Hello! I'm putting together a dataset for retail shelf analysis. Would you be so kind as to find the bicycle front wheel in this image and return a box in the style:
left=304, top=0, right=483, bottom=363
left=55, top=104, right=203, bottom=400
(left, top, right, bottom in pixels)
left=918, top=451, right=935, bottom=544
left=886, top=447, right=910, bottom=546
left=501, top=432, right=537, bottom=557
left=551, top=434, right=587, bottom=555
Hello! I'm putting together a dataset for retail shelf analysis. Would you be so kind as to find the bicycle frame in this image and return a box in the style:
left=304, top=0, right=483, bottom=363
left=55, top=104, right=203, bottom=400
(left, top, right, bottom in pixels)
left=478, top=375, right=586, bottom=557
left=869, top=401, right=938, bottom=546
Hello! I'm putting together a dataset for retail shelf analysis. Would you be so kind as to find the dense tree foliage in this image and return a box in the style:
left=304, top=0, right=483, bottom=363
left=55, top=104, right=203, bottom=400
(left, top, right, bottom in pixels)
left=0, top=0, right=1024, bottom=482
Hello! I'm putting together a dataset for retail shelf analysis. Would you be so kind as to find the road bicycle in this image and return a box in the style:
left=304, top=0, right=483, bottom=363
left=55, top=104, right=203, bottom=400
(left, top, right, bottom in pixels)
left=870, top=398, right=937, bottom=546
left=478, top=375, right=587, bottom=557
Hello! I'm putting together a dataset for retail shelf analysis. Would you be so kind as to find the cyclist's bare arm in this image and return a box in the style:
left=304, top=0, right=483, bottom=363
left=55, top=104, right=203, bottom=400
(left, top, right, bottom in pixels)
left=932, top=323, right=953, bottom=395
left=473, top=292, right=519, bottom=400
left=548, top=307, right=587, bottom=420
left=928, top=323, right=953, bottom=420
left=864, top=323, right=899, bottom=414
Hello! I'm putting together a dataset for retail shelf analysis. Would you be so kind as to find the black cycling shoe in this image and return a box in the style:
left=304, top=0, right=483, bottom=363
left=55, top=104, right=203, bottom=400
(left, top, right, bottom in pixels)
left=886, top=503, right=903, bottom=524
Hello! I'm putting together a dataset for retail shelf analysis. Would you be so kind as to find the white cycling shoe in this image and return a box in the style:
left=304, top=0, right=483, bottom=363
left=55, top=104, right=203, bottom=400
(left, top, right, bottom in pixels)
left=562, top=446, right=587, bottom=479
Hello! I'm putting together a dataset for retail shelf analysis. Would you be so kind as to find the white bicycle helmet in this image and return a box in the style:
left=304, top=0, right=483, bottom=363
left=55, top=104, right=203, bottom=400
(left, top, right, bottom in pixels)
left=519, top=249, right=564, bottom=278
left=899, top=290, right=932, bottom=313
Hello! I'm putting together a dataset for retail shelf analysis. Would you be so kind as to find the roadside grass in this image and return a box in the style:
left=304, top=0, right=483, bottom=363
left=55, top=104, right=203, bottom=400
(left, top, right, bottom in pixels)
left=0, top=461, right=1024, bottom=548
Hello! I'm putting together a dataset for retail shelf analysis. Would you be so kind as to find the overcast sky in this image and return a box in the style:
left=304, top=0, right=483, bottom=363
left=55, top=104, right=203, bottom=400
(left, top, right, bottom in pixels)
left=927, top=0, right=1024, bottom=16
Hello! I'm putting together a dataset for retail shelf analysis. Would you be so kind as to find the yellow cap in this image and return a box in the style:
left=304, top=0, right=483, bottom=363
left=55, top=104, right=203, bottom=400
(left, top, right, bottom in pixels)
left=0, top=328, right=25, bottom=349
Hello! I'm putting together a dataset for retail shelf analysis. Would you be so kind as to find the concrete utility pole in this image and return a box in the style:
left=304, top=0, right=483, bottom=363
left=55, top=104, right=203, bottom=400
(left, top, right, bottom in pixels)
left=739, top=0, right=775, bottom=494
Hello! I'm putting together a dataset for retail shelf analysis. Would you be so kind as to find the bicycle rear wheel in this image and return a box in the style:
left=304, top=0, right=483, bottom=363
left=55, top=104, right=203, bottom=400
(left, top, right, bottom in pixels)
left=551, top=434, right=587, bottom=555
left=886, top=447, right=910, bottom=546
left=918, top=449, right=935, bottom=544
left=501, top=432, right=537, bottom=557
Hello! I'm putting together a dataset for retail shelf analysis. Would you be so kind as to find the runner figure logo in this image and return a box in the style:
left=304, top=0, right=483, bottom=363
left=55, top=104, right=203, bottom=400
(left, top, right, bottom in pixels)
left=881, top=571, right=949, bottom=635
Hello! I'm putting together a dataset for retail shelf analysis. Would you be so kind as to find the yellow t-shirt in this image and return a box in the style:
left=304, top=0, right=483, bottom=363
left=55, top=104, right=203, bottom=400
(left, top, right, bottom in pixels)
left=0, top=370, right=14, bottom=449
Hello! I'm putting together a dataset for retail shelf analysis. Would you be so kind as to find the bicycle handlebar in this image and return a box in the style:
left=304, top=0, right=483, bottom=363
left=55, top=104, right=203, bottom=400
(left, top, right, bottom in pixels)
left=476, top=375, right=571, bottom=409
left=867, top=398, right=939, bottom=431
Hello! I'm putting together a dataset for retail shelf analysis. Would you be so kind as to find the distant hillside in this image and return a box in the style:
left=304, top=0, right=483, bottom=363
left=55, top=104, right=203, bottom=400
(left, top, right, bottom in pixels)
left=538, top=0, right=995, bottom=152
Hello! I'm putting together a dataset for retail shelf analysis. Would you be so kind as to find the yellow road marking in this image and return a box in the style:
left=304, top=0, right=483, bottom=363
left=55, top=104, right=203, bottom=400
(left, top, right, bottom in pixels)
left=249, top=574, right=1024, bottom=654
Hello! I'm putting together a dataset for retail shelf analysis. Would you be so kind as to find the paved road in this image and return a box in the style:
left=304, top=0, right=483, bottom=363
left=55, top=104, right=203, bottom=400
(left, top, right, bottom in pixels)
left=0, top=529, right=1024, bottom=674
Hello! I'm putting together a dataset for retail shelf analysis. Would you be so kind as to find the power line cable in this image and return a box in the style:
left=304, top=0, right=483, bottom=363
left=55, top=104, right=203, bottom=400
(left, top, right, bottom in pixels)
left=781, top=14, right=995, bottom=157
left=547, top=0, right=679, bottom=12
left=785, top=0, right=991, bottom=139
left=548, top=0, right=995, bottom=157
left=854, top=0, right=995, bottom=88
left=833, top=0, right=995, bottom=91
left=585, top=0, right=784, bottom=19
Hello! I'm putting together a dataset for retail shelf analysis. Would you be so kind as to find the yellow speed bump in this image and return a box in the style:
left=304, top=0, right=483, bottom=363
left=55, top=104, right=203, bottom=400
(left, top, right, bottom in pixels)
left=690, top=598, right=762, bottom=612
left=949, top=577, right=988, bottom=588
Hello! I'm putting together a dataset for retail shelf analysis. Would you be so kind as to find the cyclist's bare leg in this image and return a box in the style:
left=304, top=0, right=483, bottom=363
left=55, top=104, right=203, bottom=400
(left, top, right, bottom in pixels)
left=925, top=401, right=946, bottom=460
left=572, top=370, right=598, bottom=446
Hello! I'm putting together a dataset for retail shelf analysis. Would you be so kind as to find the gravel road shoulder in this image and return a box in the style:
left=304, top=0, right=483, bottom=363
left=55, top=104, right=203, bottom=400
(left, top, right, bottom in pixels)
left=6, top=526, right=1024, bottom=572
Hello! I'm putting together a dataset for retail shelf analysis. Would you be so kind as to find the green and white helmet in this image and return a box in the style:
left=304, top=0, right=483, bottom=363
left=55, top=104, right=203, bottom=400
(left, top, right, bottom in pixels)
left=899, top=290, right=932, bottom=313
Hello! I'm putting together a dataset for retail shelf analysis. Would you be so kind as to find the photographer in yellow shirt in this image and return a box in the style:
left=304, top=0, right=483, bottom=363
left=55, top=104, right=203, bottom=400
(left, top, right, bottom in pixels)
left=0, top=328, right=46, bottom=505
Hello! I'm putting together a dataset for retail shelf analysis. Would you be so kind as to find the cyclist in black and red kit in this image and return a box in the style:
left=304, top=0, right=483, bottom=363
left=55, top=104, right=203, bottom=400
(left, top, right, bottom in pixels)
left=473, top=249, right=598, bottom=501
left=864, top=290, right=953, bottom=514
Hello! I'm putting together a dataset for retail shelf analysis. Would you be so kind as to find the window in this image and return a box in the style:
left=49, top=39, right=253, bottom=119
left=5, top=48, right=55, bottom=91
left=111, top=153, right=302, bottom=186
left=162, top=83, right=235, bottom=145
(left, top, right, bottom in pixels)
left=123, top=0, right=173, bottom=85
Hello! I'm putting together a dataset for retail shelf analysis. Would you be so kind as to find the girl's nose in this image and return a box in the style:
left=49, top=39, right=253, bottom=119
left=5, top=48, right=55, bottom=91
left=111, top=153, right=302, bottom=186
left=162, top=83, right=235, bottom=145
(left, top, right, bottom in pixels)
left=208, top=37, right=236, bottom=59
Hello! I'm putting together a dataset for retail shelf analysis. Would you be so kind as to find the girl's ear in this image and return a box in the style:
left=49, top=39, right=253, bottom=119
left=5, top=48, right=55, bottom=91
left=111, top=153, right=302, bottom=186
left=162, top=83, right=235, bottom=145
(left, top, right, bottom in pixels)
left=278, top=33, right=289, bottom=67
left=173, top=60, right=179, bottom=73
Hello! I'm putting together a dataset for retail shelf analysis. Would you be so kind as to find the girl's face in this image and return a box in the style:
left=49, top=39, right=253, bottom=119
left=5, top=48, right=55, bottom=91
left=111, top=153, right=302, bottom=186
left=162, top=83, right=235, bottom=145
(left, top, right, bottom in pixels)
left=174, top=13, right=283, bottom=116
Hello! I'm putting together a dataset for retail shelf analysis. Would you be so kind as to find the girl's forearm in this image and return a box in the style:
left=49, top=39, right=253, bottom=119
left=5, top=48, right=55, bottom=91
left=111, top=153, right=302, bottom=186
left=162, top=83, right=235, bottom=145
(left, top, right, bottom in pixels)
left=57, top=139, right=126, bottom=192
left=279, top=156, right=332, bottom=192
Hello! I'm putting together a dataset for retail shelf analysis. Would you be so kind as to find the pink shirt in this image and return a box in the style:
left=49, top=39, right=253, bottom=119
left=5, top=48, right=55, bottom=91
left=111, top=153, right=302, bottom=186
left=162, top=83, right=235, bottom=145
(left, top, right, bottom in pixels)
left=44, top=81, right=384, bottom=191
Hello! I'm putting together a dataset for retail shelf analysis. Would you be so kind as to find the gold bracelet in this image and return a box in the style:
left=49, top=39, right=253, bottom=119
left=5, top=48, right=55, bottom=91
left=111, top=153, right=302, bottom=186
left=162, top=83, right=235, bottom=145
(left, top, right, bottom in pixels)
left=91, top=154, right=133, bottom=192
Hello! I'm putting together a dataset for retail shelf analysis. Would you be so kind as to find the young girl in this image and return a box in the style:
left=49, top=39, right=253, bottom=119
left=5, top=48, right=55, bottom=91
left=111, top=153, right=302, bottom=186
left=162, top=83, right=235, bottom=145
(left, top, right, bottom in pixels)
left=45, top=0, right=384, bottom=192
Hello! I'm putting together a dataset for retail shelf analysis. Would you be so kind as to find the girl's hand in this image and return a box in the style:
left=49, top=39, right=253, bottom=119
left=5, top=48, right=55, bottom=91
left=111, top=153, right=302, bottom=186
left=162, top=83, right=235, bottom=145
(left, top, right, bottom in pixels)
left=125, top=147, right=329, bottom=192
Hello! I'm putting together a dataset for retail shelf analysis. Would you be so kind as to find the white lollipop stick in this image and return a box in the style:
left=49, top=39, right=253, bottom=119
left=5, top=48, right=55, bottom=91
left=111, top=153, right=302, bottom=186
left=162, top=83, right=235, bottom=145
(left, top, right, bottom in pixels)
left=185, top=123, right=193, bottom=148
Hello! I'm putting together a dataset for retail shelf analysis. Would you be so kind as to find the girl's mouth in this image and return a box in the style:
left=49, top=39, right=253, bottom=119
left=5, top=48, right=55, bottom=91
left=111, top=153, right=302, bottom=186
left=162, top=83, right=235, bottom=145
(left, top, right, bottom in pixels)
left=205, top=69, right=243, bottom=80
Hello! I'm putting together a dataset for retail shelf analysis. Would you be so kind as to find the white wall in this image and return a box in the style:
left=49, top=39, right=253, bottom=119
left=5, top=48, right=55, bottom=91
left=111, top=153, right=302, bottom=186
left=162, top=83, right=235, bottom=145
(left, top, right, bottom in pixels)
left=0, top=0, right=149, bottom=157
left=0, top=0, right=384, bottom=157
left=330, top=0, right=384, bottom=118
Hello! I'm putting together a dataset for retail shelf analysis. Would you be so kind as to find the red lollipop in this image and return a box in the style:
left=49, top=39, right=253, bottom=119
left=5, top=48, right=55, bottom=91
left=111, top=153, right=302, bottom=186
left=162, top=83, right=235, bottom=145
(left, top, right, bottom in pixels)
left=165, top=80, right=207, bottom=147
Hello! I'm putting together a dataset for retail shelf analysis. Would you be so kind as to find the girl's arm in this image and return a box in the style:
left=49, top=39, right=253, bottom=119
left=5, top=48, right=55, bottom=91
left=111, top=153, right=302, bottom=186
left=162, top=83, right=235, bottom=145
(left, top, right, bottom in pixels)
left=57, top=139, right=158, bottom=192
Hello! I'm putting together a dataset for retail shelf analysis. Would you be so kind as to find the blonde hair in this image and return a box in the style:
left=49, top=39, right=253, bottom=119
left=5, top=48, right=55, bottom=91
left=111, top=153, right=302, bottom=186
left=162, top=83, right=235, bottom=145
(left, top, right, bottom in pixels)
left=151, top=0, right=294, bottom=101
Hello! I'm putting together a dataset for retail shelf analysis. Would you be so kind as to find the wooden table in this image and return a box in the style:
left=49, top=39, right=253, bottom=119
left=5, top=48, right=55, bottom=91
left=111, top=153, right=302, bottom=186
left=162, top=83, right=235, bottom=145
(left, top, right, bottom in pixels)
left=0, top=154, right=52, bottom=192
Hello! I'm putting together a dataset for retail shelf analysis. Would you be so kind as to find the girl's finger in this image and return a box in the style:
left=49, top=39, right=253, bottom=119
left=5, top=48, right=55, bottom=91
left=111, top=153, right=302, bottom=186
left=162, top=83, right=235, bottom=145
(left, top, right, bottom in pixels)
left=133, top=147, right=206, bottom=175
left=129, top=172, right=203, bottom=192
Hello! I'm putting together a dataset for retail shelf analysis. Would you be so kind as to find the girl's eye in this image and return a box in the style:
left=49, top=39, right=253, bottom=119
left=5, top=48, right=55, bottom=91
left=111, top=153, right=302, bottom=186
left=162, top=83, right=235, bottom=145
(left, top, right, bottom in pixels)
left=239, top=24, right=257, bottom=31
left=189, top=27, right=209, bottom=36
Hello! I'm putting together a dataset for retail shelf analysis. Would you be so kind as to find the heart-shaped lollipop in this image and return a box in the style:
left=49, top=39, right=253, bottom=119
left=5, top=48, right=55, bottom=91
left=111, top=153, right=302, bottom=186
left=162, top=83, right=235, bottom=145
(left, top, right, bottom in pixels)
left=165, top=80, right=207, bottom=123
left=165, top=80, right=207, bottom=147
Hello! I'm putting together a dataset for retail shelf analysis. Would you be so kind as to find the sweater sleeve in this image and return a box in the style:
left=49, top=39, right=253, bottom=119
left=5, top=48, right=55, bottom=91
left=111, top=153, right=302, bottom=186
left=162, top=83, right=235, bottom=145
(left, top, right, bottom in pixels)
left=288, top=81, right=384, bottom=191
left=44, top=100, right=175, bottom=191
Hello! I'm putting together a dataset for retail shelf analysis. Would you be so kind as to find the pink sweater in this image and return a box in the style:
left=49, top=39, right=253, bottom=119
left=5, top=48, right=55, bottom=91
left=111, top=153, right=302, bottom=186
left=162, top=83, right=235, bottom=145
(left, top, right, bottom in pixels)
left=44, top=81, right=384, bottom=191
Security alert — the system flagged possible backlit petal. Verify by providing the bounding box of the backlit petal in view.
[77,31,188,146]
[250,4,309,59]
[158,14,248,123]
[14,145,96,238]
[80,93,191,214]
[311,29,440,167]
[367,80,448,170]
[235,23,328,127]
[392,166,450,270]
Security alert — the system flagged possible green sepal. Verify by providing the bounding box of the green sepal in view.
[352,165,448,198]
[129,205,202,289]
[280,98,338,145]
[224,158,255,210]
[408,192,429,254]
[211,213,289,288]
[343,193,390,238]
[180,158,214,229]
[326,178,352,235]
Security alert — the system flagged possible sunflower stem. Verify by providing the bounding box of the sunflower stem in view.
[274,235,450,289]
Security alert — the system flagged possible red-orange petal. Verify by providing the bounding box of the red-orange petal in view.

----------

* [WORK TO COMPLETE]
Scale the records from their beginning through the line containing "left=478, top=375, right=587, bottom=557", both ends included, and write every line out again with the requests kept in place. Multiply each bounding-box coordinate in the answers by 2.1 and round to whole numbers, halves up, but leave the numbers in the requests and their format samples unchanged.

* [TASK RESPONSE]
Hello! I'm putting together a dataset for retail shelf analysis. Would you be so kind as to find the bicycle front wheel in this image and return a box in the style:
left=304, top=0, right=483, bottom=363
left=55, top=104, right=203, bottom=400
(left, top, right, bottom in pixels)
left=1928, top=947, right=1964, bottom=1142
left=1861, top=939, right=1911, bottom=1147
left=1052, top=907, right=1128, bottom=1170
left=1157, top=911, right=1233, bottom=1166
Hello! I'm putting together a dataset for retail shelf analysis. Would you be so kind as to find the bicycle frame in this image and return a box in the style:
left=304, top=0, right=483, bottom=363
left=55, top=104, right=203, bottom=400
(left, top, right, bottom in pixels)
left=1004, top=788, right=1231, bottom=1170
left=1825, top=842, right=1970, bottom=1147
Hello! I'm putting together a dataset for retail shelf analysis. Would you be so kind as to find the dense tree foliage in this image and return a box in the style:
left=304, top=0, right=483, bottom=363
left=55, top=104, right=203, bottom=400
(left, top, right, bottom in pixels)
left=0, top=0, right=2150, bottom=1012
Hello! I'm putting together a dataset for retail shelf analysis. Would you be so kind as to find the road bicycle in this image and return a box in the style:
left=304, top=0, right=483, bottom=363
left=55, top=104, right=203, bottom=400
(left, top, right, bottom in pixels)
left=1827, top=836, right=1968, bottom=1147
left=1004, top=788, right=1233, bottom=1170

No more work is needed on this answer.